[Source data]
>>>>>

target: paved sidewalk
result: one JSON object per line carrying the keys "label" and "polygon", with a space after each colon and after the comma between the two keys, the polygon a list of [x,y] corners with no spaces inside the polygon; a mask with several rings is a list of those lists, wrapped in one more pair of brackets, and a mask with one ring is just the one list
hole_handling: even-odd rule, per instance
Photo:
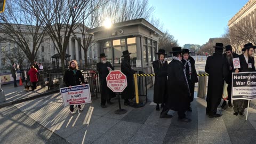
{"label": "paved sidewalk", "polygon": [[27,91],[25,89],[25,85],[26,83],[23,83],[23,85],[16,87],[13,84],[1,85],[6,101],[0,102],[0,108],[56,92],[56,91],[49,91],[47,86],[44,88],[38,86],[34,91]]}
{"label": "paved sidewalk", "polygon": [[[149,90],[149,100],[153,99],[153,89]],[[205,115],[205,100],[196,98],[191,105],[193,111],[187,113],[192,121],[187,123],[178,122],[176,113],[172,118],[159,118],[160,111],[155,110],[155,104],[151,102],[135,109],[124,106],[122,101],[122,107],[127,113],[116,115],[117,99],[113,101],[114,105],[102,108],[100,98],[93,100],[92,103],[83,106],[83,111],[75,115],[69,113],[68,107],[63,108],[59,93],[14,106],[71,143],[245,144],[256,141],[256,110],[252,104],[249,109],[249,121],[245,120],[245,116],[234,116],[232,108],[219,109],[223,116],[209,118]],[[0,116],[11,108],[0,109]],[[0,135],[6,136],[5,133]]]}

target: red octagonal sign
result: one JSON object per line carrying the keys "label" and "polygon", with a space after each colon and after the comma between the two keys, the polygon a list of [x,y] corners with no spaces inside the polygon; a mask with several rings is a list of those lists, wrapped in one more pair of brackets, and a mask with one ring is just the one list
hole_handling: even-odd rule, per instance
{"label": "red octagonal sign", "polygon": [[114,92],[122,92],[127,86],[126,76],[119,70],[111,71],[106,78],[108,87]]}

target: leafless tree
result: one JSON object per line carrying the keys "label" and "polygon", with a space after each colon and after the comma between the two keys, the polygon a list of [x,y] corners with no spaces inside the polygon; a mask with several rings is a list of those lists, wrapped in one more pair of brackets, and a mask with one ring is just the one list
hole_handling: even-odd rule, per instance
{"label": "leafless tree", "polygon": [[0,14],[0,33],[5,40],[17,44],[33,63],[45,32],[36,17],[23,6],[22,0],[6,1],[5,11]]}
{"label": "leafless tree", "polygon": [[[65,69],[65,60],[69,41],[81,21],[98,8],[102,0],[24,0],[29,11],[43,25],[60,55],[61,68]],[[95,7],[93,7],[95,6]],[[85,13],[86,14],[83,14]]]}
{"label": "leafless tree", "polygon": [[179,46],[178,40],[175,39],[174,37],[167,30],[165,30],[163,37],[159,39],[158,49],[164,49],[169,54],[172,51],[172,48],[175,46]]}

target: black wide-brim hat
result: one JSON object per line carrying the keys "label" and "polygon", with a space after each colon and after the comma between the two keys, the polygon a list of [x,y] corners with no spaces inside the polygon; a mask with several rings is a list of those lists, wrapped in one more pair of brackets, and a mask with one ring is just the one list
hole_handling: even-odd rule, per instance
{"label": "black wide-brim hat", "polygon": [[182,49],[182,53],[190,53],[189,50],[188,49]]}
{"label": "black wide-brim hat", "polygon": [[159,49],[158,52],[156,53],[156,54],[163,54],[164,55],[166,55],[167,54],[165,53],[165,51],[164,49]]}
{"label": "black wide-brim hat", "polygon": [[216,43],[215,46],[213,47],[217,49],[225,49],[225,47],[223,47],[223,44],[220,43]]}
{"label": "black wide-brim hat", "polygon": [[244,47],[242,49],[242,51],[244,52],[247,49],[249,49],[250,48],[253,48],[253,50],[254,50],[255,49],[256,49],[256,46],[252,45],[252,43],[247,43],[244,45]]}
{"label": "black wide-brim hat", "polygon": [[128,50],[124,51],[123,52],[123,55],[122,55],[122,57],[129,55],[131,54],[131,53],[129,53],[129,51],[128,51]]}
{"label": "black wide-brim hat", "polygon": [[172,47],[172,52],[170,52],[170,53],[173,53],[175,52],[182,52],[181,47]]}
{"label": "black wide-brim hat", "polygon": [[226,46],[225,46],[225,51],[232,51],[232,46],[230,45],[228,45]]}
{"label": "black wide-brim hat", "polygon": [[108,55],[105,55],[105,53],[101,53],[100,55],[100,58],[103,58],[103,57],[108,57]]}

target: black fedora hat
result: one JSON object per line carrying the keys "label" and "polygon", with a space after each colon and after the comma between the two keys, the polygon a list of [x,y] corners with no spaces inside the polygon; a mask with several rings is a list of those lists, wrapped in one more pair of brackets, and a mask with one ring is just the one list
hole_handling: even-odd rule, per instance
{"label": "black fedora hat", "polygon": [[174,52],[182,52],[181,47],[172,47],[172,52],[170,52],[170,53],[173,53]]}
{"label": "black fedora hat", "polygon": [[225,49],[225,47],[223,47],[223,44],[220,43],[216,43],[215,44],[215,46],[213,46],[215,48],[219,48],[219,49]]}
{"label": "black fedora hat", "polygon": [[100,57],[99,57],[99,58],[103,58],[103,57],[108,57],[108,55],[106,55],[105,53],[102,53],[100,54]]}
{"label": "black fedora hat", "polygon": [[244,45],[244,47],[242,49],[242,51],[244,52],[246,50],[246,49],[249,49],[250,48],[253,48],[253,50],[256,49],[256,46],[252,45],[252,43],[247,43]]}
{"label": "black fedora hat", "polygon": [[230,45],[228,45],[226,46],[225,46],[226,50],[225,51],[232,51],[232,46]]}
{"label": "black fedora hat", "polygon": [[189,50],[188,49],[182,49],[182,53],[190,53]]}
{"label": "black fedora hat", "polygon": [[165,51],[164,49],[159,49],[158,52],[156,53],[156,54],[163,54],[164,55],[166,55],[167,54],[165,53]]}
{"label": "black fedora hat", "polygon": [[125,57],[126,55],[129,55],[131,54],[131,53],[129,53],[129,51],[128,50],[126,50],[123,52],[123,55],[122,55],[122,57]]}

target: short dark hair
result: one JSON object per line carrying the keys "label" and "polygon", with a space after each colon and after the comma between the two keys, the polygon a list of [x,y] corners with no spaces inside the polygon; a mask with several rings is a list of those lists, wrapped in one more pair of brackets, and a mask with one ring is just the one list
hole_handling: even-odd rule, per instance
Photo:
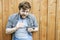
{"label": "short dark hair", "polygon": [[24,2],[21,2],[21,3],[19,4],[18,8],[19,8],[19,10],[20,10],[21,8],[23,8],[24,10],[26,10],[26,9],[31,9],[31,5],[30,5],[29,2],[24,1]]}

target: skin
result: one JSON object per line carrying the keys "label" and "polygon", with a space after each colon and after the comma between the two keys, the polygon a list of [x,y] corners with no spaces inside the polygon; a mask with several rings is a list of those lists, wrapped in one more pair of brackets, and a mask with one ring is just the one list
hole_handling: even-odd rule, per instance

<<<<<

■ Task ■
Rewrite all the entries above, swapping "even-odd rule" for "nonzero winding rule" and leaving everything else as it stands. Omit the pictures from your output.

■ Exercise output ■
target: paved sidewalk
result: one JSON object per line carrying the keys "label" and "polygon", with a space after each colon and after the comma between the two keys, the polygon a list of [x,y] corners with no spaces inside the polygon; a mask with several rings is a list of those lists, wrapped in one more pair of brackets, and a mask with one ring is just the one list
hole_handling: nonzero winding rule, per instance
Photo:
{"label": "paved sidewalk", "polygon": [[27,91],[25,89],[25,85],[26,83],[23,83],[23,85],[16,87],[13,84],[1,85],[6,101],[0,102],[0,108],[56,92],[56,91],[49,91],[47,86],[44,88],[38,86],[34,91]]}
{"label": "paved sidewalk", "polygon": [[[149,90],[149,100],[153,99],[153,89]],[[205,115],[205,100],[196,98],[191,105],[193,111],[187,113],[192,121],[187,123],[178,122],[176,113],[172,118],[159,118],[160,111],[155,110],[155,104],[151,102],[135,109],[124,106],[122,101],[122,107],[127,113],[116,115],[117,99],[113,101],[114,105],[102,108],[100,98],[93,100],[92,103],[83,106],[83,111],[75,115],[69,113],[68,107],[63,108],[59,93],[14,106],[71,143],[245,144],[256,141],[256,110],[252,104],[249,109],[249,121],[245,120],[245,116],[234,116],[232,108],[219,109],[223,116],[209,118]],[[0,116],[11,108],[0,109]],[[0,135],[6,136],[5,133]]]}

target: red octagonal sign
result: one JSON object per line carrying the keys "label" and "polygon", with a space after each colon and after the comma between the two keys, the polygon a list of [x,y] corners with no spaces inside the polygon; a mask with several rings is a list of those lists, wrapped in one more pair of brackets, and a mask with one ring is just the one list
hole_handling: nonzero winding rule, per instance
{"label": "red octagonal sign", "polygon": [[114,92],[122,92],[127,86],[126,76],[119,70],[111,71],[106,78],[108,87]]}

target: leafless tree
result: one JSON object per line carrying the keys "label" and "polygon", with a space after each colon and after the comma between the two keys, the polygon a list of [x,y] corners with no spaces inside the polygon; a mask with several rings is a list of those lists, wrapped in one more pair of brackets, and a mask with one ring is just the one list
hole_handling: nonzero winding rule, per instance
{"label": "leafless tree", "polygon": [[0,14],[0,33],[5,40],[17,44],[33,63],[45,32],[36,17],[23,6],[22,0],[6,1],[5,11]]}
{"label": "leafless tree", "polygon": [[[65,69],[65,60],[69,41],[81,21],[98,8],[102,0],[24,0],[29,11],[43,25],[60,55],[61,68]],[[95,7],[93,7],[95,6]],[[85,13],[86,14],[83,14]]]}
{"label": "leafless tree", "polygon": [[179,46],[178,40],[175,39],[174,37],[167,30],[165,30],[163,37],[159,39],[158,49],[164,49],[169,54],[172,51],[172,48],[175,46]]}

target: black wide-brim hat
result: one JSON object per line carrying the keys "label" and "polygon", with a space after each colon and after the comma between the two keys, the polygon a list of [x,y] corners with no spaces inside the polygon; a mask with several rings is a list of those lists, wrapped in one more pair of brackets, and a mask with one ring is just the one list
hole_handling: nonzero winding rule, per instance
{"label": "black wide-brim hat", "polygon": [[182,49],[182,53],[190,53],[189,50],[188,49]]}
{"label": "black wide-brim hat", "polygon": [[159,49],[158,52],[156,53],[156,54],[163,54],[164,55],[166,55],[167,54],[165,53],[165,51],[164,49]]}
{"label": "black wide-brim hat", "polygon": [[216,43],[215,46],[213,47],[217,49],[225,49],[225,47],[223,47],[223,44],[220,43]]}
{"label": "black wide-brim hat", "polygon": [[244,47],[242,49],[242,51],[244,52],[247,49],[249,49],[250,48],[253,48],[253,50],[254,50],[255,49],[256,49],[256,46],[252,45],[252,43],[247,43],[244,45]]}
{"label": "black wide-brim hat", "polygon": [[128,50],[124,51],[123,52],[123,55],[122,55],[122,57],[129,55],[131,54],[131,53],[129,53],[129,51],[128,51]]}
{"label": "black wide-brim hat", "polygon": [[172,47],[172,52],[170,52],[170,53],[173,53],[175,52],[182,52],[181,47]]}
{"label": "black wide-brim hat", "polygon": [[226,46],[225,46],[225,51],[232,51],[232,46],[230,45],[228,45]]}
{"label": "black wide-brim hat", "polygon": [[108,55],[105,55],[105,53],[101,53],[100,55],[100,58],[103,58],[103,57],[108,57]]}

target: black fedora hat
result: one JSON object per line carrying the keys "label" and "polygon", with a space after each colon and after the comma between the two keys, the polygon a list of [x,y] corners with no spaces inside the polygon; a mask with several rings is a list of those lists, wrapped in one more pair of brackets, and a mask with one ring is just the one list
hole_handling: nonzero winding rule, per instance
{"label": "black fedora hat", "polygon": [[174,52],[182,52],[181,47],[172,47],[172,52],[170,52],[170,53],[173,53]]}
{"label": "black fedora hat", "polygon": [[225,49],[225,47],[223,47],[223,44],[220,43],[216,43],[215,44],[215,46],[213,46],[215,48],[219,48],[219,49]]}
{"label": "black fedora hat", "polygon": [[100,57],[99,57],[99,58],[103,58],[103,57],[108,57],[108,55],[106,55],[105,53],[102,53],[100,54]]}
{"label": "black fedora hat", "polygon": [[244,45],[244,47],[242,49],[242,51],[244,52],[246,50],[246,49],[249,49],[250,48],[253,48],[253,50],[256,49],[256,46],[252,45],[252,43],[247,43]]}
{"label": "black fedora hat", "polygon": [[230,45],[228,45],[226,46],[225,46],[226,50],[225,51],[232,51],[232,46]]}
{"label": "black fedora hat", "polygon": [[189,50],[188,49],[182,49],[182,53],[190,53]]}
{"label": "black fedora hat", "polygon": [[165,51],[164,49],[159,49],[158,52],[156,53],[156,54],[163,54],[164,55],[166,55],[167,54],[165,53]]}
{"label": "black fedora hat", "polygon": [[125,57],[126,55],[129,55],[131,54],[131,53],[129,53],[129,51],[128,50],[126,50],[123,52],[123,55],[122,55],[122,57]]}

target: short dark hair
result: one JSON object per line carrying the keys "label" and "polygon", with a space after each colon and after the comma between the two keys, the polygon a list of [x,y] corners with no spaces inside the polygon; a mask with several rings is a list of those lists, wrapped in one more pair of brackets, and a mask with one ring is just the one list
hole_handling: nonzero winding rule, per instance
Photo:
{"label": "short dark hair", "polygon": [[24,2],[21,2],[21,3],[19,4],[18,8],[19,8],[19,10],[20,10],[21,8],[23,8],[24,10],[26,10],[26,9],[31,9],[31,5],[30,5],[29,2],[24,1]]}

target: skin
result: one JSON object per line carrying the keys "label" and "polygon", with a space after each colon and after the comma between the two keys, the polygon a list of [x,y] corners with no spaces inside the polygon; a mask with several rings is a list of those lists, wrapped in one more pair of brackets, and a mask with one ring is just the one list
hole_handling: nonzero winding rule, per instance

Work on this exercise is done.